EXERCISE REQUIREMENTS: Copy out every line below that contains the word "stone". Treat uppercase and lowercase as different.

MATERIAL FOR THE TASK:
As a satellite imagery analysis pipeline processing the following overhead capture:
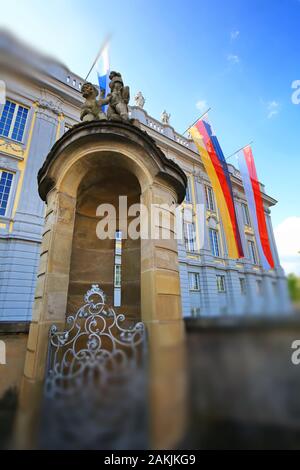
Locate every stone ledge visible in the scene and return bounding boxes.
[184,312,300,333]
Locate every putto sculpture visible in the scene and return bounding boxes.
[107,72,130,121]
[80,71,130,122]
[134,91,146,108]
[80,82,109,122]
[160,110,171,124]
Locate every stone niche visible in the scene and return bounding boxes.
[18,121,187,448]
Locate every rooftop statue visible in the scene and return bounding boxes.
[134,91,146,108]
[160,110,171,124]
[107,72,130,121]
[80,82,109,122]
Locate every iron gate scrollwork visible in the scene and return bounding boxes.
[40,284,148,449]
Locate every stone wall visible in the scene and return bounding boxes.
[186,318,300,449]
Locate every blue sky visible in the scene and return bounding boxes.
[0,0,300,272]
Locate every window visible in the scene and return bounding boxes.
[0,170,13,216]
[209,228,220,257]
[184,222,196,251]
[242,204,251,227]
[217,274,226,292]
[114,264,121,287]
[189,273,200,291]
[185,178,192,203]
[0,100,28,142]
[240,277,246,295]
[248,240,258,264]
[256,280,263,295]
[191,307,201,318]
[205,186,215,211]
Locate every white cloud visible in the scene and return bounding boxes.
[274,217,300,275]
[267,100,279,119]
[227,54,240,64]
[230,29,240,41]
[196,100,208,113]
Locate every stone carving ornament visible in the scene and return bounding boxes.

SOLUTION FOR THIS PROBLEM:
Locate every stone ledge visible in the scene and return bounding boxes.
Locate every stone niche visible in the scene and return bounding boxes.
Locate every stone wall visible in the scene and return bounding boxes.
Locate every stone carving ornament visible in the scene and return bounding boxes.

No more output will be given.